AIM OF THE TASK:
Filter the records for "target" and keep each line that has it.

- - -

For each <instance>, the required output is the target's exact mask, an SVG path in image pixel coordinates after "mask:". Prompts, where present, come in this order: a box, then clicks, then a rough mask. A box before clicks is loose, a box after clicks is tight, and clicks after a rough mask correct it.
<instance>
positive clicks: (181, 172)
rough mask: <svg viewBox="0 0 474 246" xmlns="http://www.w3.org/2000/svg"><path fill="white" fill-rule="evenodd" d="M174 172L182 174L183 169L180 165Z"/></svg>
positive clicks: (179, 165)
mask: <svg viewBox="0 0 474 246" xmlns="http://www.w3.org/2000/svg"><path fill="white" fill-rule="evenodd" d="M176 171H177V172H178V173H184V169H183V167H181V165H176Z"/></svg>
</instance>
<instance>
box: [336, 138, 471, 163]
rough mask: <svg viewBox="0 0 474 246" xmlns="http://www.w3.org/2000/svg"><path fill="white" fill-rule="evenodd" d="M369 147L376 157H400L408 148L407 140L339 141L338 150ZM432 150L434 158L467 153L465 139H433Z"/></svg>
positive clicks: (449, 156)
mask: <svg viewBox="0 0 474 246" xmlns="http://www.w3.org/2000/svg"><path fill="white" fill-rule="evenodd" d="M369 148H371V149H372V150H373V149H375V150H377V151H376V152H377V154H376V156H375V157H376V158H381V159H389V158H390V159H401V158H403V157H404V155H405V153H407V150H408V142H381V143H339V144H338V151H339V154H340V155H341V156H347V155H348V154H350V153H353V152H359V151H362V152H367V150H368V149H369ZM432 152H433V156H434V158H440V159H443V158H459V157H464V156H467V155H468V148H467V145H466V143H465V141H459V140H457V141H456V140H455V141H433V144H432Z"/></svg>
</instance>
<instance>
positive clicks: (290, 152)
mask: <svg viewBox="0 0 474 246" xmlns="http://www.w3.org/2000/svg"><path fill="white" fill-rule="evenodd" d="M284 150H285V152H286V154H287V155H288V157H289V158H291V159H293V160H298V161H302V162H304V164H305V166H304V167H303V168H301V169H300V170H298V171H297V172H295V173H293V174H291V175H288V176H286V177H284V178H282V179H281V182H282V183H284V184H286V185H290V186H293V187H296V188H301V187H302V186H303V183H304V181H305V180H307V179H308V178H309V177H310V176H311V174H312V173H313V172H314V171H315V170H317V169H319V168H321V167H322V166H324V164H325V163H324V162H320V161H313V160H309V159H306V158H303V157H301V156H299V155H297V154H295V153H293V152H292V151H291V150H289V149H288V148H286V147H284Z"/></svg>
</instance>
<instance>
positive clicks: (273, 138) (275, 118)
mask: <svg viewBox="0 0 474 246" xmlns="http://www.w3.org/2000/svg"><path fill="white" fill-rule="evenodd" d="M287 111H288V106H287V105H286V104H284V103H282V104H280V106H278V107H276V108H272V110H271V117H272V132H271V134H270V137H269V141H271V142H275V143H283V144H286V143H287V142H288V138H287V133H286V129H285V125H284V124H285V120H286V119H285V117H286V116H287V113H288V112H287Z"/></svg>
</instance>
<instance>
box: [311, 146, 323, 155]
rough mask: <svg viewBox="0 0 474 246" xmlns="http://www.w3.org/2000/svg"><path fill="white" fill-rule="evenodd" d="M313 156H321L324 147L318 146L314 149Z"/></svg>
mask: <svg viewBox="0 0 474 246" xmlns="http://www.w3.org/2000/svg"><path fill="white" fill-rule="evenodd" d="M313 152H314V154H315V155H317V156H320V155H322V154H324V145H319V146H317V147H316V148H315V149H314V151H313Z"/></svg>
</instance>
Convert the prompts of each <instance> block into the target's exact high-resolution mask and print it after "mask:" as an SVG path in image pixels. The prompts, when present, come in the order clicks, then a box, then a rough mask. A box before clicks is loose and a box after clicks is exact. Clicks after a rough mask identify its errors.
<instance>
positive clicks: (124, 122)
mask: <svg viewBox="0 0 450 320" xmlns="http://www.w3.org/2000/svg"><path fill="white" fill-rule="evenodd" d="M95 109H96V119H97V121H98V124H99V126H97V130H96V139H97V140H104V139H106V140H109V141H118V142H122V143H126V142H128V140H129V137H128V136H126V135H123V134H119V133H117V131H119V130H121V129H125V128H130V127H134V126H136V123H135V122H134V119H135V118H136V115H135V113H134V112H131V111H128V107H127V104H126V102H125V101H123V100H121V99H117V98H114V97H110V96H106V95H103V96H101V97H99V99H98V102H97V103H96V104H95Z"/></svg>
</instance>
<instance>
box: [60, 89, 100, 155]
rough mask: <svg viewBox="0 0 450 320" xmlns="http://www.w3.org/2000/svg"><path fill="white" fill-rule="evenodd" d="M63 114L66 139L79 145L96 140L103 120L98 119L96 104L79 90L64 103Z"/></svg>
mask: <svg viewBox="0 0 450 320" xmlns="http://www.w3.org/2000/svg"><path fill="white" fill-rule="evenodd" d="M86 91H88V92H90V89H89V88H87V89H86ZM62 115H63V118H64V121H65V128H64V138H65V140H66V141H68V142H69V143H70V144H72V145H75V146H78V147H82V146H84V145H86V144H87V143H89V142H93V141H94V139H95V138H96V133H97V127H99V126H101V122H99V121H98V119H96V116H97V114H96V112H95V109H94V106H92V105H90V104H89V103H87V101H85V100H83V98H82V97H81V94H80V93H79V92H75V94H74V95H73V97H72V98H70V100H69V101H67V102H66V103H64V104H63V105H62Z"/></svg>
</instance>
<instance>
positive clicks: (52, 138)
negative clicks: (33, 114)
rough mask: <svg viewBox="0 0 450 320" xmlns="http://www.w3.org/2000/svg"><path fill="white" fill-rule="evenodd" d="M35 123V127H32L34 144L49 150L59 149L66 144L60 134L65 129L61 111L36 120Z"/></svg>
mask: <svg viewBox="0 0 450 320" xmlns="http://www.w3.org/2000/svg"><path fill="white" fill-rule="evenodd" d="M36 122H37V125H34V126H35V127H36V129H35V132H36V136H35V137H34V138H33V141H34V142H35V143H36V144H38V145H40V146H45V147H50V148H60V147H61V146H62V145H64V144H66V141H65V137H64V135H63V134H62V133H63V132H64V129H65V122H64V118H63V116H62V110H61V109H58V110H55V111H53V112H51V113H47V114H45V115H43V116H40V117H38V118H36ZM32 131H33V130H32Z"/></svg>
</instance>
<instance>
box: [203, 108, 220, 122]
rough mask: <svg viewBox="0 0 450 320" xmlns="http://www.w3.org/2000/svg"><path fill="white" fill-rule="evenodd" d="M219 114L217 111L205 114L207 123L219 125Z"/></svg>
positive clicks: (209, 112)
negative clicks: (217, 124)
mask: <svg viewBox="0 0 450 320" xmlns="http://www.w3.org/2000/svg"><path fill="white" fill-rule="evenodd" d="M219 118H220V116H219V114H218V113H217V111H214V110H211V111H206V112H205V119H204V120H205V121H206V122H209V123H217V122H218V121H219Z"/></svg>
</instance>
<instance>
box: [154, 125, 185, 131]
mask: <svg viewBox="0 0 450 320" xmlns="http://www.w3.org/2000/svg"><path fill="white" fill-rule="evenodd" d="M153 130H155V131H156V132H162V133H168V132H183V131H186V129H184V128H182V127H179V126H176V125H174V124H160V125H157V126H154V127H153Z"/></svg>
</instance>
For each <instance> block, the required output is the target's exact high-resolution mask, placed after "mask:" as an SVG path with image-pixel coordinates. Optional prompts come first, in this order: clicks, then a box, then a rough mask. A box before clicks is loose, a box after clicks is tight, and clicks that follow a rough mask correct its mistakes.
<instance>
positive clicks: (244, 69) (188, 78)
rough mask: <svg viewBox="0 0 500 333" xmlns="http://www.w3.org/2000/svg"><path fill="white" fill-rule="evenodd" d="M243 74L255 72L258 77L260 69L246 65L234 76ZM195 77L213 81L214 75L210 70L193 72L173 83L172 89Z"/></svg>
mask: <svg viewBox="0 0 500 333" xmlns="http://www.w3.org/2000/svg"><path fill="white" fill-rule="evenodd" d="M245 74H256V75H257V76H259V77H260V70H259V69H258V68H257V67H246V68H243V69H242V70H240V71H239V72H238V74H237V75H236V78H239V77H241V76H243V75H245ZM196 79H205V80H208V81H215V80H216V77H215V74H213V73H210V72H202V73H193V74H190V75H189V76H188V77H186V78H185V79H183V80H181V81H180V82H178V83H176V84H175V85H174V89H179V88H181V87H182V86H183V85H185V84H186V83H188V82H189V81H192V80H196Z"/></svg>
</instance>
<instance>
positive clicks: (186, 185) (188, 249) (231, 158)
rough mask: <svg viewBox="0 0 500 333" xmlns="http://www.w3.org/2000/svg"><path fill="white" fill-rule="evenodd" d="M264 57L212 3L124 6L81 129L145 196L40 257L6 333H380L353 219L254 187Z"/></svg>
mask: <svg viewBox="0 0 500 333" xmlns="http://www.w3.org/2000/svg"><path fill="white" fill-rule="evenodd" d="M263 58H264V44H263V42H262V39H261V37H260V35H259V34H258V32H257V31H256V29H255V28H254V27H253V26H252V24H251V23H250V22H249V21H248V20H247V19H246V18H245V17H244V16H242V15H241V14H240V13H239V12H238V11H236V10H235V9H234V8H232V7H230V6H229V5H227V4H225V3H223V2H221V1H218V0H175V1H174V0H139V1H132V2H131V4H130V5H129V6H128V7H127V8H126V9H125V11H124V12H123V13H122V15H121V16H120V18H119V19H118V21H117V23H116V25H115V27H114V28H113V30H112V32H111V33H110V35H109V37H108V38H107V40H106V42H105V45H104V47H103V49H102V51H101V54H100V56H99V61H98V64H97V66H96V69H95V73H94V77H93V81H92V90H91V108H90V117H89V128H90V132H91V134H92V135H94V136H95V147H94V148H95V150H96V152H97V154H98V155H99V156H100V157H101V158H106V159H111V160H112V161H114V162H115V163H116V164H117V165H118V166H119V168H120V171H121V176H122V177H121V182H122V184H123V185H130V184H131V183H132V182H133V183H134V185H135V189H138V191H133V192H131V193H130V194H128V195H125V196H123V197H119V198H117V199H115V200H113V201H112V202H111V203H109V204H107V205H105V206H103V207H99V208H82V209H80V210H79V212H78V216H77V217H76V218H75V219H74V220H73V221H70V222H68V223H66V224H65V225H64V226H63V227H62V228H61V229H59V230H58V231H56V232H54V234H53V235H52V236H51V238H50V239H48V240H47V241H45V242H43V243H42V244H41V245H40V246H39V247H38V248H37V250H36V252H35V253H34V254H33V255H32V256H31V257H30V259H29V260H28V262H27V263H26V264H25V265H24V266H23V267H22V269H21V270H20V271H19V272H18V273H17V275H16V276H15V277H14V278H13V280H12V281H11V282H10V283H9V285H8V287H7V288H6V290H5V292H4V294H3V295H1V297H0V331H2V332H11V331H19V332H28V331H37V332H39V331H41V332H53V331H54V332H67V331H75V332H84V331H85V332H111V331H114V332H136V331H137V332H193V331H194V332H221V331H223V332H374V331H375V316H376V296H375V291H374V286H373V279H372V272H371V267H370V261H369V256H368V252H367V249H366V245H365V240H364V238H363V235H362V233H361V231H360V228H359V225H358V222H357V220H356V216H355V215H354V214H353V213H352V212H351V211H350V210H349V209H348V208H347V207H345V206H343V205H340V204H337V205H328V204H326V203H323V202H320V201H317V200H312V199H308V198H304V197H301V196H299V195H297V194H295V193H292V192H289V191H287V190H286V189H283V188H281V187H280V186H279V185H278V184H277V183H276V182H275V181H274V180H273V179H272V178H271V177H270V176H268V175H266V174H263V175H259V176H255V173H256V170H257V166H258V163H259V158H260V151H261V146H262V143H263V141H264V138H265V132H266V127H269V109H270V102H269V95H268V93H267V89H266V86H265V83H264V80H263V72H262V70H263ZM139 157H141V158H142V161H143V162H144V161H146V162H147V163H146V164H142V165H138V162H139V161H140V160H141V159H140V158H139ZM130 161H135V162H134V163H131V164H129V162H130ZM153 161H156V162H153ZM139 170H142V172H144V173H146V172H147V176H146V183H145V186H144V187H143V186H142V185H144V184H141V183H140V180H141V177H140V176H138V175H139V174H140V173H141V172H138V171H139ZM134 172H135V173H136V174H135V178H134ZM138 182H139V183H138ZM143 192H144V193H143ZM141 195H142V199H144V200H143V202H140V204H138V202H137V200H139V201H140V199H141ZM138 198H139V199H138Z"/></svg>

- - -

SOLUTION TO THIS PROBLEM:
For each <instance>, the required output is the target's exact mask, an SVG path in image pixel coordinates after "mask:". Prompts, where present, come in this order: a box, then clicks, then a rough mask. A box before clicks is loose, a box after clicks is tight, and clicks after a rough mask correct it.
Convert the prompts of each <instance> block into the target's exact high-resolution mask and print it after "mask:" as an SVG path in image pixels. The prompts, when present, come in the order clicks, then a box, then a rough mask. A box before clicks is loose and a box after clicks is exact. Clicks after a rough mask identify its errors.
For each <instance> block, the required output is the target's exact high-resolution mask, placed after "mask:" as an SVG path with image-pixel coordinates. Optional prompts come first, in this order: clicks, then a box, then a rough mask. A box before clicks is loose, a box after clicks is tight, and clicks that follow a rough mask correct its mistakes.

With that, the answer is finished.